■ Artículo ■
Termina otra vez un año

“Cuando se cumplió el tiempo establecido, Dios envió a su Hijo, nacido de una mujer y sujeto a la ley, para redimir a los que estaban sometidos a la ley y hacernos hijos adoptivos” (Gál 4,4-5). Son palabras adecuadas para un final de año, pues de manera breve y concisa nos introducen en el proyecto que Dios tiene para con nosotros: que vivamos como hijos en el tiempo, para serlos por toda la eternidad.

Toda la historia de salvación encuentra eco aquí: el que no estaba sujeto a la ley, decidió por amor, perder todo tipo de privilegio y entrar por el lugar menos esperado para liberar a los que sí estábamos bajo la ley. Y, la novedad es que decidió hacerlo en la pequeñez y en la fragilidad de un recién nacido. En Jesucristo, Dios no se disfrazó de hombre, se hizo hombre y compartió en todo nuestra condición. Quiso estar cerca de todos aquellos que se sienten perdidos, avergonzados, heridos, desahuciados, desconsolados o acorralados. Cercano a todos aquellos que en su carne llevan el peso de la lejanía y de la soledad, para que el pecado, la vergüenza, las heridas, el desconsuelo, la exclusión, no tengan la última palabra en la vida de sus hijos.

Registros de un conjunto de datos
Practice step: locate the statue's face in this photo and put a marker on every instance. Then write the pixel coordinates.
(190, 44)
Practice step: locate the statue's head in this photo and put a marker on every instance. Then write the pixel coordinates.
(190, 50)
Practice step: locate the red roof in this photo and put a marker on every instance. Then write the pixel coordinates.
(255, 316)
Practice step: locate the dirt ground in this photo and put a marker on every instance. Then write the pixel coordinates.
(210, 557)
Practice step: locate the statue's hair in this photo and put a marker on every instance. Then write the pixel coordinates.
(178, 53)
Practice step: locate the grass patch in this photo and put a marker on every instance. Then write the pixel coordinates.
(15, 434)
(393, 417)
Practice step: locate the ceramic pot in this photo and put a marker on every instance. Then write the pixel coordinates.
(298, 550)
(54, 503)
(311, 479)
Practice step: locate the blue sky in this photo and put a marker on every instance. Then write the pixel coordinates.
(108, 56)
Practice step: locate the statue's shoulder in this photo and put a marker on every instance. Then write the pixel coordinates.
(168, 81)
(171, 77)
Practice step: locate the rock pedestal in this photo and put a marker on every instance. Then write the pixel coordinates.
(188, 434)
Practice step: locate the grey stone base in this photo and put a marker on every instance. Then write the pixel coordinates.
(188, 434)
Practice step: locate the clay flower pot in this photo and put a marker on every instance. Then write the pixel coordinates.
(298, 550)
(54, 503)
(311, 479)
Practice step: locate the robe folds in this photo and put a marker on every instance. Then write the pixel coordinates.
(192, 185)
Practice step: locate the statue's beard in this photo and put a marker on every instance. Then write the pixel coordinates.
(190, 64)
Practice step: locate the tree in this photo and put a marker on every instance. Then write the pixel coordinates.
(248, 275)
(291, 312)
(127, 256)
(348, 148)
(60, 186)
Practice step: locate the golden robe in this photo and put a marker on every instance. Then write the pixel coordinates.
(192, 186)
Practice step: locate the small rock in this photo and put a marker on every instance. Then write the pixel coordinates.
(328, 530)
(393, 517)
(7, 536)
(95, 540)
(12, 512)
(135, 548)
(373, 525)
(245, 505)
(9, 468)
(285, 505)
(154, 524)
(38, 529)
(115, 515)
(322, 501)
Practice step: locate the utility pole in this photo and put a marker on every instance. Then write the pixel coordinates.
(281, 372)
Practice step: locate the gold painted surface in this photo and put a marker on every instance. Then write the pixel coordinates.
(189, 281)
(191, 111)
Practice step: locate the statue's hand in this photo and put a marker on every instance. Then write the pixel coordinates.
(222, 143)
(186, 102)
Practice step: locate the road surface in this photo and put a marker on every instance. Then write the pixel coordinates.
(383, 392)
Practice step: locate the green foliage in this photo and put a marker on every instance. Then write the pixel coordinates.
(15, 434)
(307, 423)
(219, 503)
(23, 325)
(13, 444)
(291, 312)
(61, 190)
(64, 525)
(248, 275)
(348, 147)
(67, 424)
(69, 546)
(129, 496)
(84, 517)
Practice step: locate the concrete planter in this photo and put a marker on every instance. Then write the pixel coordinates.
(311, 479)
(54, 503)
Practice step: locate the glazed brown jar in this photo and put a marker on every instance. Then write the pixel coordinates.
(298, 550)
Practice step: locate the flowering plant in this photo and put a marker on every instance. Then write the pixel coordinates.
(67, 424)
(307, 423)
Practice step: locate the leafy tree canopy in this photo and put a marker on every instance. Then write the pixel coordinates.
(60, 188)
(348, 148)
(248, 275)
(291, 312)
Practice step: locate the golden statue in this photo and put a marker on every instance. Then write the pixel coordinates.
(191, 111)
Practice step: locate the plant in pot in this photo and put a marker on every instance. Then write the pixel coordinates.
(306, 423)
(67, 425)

■ Tareas por realizar ■
a) Copia el fragmento del artículo sobre el fin de año desde "Toda la historia" hasta "de sus hijos.", ambos incluidos, y sustituye "recién nacido" por "bebé".
b) Según el artículo sobre el fin de año, ¿en qué condición decidió Dios liberar a los que estaban bajo la ley?

■ Respuestas ■
a)
Toda la historia de salvación encuentra eco aquí: el que no estaba sujeto a la ley, decidió por amor, perder todo tipo de privilegio y entrar por el lugar menos esperado para liberar a los que sí estábamos bajo la ley. Y, la novedad es que decidió hacerlo en la pequeñez y en la fragilidad de un bebé. En Jesucristo, Dios no se disfrazó de hombre, se hizo hombre y compartió en todo nuestra condición. Quiso estar cerca de todos aquellos que se sienten perdidos, avergonzados, heridos, desahuciados, desconsolados o acorralados. Cercano a todos aquellos que en su carne llevan el peso de la lejanía y de la soledad, para que el pecado, la vergüenza, las heridas, el desconsuelo, la exclusión, no tengan la última palabra en la vida de sus hijos.

b) En la pequeñez y en la fragilidad de un recién nacido.